Alıştırma
Belge bölümünü "Gerçi bizler bir" sözlerinden başlayıp "ve taravetini kaybedebiliyor." sözlerine kadar, bu sözler de dahil olmak üzere yeniden yazın. Yazarken "avantajlara" sözünü "üstünlüklere" ile değiştirin.

Belge bölümü
⟨
Bugünün dünyasında ise Bediüzzaman’ın isabetle belirttiği üzere mücadelenin şekli değişmiştir. Evet, gelinen zaman diliminde maddi kılıcın yerini Kur’ân ve Sünnet’in elmas düsturları almıştır. Biz, kendi yolumuza, kendi değerlerimize delice bağlı olmanın yanında, herkesi kendi konumunda kabul ediyor, herkesle diyaloğa açık duruyor ve dünyada umumî bir sulh atmosferinin oluşması için adımlar atıyoruz. Bunun yanında evrensel insanî değerlere vurguda bulunuyor ve farklı duygu ve düşüncelere sahip insanlarla asgari müştereklerde de olsa buluşmaya çalışıyoruz. Allah ile insanlar arasındaki engellerin bertaraf edilmesi için kullanılacak argümanların değiştiği bugünün dünyasında muvaffak olma da yine kıvama vâbestedir.

Gerçi bizler bir yönüyle sahabenin sahip olduğu avantajlara sahip değiliz. Onlar gibi Allah Resûlü’nün (sallallahu aleyhi ve sellem) mübarek atmosferinden, ilâhî vahyin ilk muhatabı olmaktan mahrumuz. Allah Resûlü’nün sunduğu mesajlar asırlardır nurlarını etraf-ı âleme neşrede ede bugünlere kadar gelmiş olsa da bazılarımızın nazarında tesirini, tazeliğini ve taravetini kaybedebiliyor.
⟩
Veri satırları
⟨
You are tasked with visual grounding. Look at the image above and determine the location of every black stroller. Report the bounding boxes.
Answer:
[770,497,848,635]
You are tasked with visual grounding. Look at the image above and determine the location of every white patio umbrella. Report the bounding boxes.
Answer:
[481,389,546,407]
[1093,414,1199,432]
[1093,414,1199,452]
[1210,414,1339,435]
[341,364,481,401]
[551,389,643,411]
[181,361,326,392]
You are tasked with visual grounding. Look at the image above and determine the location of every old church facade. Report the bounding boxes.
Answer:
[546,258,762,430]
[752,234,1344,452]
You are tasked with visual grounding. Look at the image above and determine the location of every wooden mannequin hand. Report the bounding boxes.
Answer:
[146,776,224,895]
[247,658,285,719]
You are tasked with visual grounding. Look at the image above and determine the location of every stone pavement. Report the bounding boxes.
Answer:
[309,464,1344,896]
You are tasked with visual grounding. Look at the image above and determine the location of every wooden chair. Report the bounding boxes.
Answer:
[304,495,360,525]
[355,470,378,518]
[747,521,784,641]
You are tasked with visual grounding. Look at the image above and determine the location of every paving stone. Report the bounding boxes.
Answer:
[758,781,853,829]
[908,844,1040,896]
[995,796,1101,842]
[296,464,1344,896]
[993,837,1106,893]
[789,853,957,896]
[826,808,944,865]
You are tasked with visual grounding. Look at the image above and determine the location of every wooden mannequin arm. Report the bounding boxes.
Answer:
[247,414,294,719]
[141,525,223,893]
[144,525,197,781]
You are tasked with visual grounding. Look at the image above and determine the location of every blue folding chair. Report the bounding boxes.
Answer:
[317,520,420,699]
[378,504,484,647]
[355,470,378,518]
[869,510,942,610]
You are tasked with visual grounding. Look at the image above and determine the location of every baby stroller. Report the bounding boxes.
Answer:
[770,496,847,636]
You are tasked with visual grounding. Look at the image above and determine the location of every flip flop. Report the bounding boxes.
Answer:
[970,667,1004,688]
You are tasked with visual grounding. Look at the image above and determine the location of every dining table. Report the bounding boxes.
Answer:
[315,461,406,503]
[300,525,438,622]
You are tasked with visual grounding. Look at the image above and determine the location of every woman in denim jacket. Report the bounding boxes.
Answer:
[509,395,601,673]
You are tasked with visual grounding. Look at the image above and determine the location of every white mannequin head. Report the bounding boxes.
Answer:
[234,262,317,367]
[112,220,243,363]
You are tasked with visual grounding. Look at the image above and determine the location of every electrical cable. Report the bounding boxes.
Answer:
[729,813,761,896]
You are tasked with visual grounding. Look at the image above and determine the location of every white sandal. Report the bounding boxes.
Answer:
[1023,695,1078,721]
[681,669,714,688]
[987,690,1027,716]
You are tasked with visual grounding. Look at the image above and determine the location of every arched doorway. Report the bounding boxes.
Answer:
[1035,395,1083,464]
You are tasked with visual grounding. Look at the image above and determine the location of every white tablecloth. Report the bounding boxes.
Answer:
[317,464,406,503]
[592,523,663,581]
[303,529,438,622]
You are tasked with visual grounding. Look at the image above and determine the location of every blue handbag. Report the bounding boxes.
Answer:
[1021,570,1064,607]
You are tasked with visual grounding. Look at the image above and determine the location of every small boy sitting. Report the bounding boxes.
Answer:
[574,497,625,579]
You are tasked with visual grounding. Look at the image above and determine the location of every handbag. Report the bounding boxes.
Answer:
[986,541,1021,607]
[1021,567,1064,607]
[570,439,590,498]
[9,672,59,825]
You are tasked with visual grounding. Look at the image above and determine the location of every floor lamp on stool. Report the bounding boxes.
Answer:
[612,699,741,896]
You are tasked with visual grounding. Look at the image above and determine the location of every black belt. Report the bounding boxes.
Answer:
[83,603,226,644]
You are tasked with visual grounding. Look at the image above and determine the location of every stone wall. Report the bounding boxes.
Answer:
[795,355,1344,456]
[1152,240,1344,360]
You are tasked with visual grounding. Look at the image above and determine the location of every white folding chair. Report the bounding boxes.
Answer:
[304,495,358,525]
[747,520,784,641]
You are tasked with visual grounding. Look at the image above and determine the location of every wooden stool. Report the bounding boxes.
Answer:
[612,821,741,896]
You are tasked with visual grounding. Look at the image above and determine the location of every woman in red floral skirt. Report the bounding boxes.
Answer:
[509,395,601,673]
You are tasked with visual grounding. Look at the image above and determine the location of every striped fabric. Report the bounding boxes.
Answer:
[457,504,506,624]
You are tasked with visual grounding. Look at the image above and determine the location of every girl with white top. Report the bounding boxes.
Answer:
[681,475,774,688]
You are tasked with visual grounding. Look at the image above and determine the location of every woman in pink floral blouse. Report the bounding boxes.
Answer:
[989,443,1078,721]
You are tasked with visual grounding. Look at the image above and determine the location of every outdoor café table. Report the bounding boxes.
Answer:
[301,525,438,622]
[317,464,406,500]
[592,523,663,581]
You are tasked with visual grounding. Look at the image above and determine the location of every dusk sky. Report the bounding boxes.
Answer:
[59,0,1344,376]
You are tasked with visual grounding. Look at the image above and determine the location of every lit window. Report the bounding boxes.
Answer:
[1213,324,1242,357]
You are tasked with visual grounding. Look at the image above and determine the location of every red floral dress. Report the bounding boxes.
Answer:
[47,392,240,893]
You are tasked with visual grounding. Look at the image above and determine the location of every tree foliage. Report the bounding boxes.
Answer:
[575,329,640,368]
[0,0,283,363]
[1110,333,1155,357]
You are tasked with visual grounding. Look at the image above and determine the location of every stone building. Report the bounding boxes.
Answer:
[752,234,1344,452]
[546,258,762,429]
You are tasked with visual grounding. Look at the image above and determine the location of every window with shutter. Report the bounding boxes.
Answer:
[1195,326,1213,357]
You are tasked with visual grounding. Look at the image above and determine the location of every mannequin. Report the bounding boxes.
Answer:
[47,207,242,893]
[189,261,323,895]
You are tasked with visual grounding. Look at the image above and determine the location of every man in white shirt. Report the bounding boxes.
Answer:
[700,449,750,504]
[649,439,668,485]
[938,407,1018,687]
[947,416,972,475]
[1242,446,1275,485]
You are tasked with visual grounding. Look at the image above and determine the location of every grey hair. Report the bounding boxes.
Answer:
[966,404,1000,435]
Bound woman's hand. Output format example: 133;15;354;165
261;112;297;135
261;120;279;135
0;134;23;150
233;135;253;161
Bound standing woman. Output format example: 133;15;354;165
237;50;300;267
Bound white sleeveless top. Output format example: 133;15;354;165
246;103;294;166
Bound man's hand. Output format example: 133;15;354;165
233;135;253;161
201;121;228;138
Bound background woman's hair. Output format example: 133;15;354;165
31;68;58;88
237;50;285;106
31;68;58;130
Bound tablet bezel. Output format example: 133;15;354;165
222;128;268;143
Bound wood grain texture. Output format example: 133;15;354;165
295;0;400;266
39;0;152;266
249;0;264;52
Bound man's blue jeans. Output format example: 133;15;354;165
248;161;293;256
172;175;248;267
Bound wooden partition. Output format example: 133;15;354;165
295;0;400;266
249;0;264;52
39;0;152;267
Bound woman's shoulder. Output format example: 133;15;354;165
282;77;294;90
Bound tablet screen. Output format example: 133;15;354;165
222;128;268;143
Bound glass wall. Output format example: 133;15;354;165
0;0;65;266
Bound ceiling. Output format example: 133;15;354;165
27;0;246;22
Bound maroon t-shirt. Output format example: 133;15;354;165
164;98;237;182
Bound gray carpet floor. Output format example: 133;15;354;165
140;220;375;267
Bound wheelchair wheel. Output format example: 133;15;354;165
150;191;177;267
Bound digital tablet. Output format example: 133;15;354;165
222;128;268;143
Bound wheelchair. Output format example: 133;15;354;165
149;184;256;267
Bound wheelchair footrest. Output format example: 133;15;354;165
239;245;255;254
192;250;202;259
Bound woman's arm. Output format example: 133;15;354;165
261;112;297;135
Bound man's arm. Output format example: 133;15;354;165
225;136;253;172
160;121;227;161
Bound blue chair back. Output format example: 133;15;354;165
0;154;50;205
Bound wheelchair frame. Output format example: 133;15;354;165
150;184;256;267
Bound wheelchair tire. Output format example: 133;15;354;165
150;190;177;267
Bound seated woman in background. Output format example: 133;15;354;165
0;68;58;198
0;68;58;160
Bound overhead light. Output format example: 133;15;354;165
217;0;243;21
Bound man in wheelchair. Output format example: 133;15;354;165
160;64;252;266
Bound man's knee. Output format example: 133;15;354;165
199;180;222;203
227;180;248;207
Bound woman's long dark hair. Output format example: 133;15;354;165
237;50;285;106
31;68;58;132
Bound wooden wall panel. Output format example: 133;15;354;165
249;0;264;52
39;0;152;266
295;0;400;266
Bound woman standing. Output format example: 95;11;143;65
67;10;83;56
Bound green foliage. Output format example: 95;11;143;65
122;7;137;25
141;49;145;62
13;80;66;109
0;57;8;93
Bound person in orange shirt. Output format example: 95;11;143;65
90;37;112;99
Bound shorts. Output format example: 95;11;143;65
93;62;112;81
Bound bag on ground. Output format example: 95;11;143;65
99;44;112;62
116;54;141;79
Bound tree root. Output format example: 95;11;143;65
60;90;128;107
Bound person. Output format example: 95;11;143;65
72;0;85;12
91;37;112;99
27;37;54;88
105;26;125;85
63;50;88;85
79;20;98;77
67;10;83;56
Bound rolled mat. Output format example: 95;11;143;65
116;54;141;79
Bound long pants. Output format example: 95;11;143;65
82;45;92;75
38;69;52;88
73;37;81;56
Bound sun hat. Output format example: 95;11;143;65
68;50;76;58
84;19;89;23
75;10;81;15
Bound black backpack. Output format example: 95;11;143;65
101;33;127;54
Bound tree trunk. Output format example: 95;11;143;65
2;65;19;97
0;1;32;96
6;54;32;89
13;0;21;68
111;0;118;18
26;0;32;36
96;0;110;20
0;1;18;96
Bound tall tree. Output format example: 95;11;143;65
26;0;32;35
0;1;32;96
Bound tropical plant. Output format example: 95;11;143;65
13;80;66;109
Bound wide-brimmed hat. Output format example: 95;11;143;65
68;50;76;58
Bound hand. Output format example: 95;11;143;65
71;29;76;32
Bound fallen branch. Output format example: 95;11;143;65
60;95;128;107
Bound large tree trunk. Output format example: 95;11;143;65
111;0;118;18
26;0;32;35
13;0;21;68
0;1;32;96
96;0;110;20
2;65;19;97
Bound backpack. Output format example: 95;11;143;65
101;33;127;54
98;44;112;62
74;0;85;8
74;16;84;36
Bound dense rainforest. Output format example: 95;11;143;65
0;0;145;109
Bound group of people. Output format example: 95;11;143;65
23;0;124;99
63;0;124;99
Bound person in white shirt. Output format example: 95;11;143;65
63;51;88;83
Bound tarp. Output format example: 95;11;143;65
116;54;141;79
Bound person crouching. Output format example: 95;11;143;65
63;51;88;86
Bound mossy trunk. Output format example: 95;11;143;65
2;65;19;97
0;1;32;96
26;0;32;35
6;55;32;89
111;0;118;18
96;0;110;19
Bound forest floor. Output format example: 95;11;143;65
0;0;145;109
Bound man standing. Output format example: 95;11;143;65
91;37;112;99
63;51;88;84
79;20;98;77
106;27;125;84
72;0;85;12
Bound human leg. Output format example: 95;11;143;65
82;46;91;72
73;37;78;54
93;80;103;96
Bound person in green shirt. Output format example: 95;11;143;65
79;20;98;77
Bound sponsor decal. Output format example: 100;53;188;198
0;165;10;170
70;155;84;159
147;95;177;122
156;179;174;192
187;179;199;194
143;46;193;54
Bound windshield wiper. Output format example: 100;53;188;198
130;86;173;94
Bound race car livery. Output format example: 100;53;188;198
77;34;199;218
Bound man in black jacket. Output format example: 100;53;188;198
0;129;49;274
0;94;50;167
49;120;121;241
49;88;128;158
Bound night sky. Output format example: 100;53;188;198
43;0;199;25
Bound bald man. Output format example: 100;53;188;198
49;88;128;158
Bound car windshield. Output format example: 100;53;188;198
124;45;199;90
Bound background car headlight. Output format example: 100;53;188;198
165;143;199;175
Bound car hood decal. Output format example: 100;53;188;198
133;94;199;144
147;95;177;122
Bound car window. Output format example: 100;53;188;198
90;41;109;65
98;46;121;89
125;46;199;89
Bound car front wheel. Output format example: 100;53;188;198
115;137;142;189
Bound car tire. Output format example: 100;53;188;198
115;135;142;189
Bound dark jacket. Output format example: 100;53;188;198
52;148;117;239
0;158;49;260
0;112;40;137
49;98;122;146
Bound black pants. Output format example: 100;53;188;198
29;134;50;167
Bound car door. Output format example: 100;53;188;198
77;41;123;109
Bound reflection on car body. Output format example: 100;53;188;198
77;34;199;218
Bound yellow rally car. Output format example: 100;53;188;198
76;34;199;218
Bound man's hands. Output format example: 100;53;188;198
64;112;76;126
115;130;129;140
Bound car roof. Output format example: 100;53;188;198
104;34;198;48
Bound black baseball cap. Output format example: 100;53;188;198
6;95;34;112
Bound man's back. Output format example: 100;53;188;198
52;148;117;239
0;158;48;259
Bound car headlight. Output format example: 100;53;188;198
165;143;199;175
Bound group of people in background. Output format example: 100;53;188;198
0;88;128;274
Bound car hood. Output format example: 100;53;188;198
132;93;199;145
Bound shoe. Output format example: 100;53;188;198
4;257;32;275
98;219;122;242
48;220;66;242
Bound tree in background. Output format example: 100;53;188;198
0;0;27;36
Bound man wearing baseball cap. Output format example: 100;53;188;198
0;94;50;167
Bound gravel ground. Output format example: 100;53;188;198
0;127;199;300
⟩
Çözüm
Gerçi bizler bir yönüyle sahabenin sahip olduğu üstünlüklere sahip değiliz. Onlar gibi Allah Resûlü’nün (sallallahu aleyhi ve sellem) mübarek atmosferinden, ilâhî vahyin ilk muhatabı olmaktan mahrumuz. Allah Resûlü’nün sunduğu mesajlar asırlardır nurlarını etraf-ı âleme neşrede ede bugünlere kadar gelmiş olsa da bazılarımızın nazarında tesirini, tazeliğini ve taravetini kaybedebiliyor.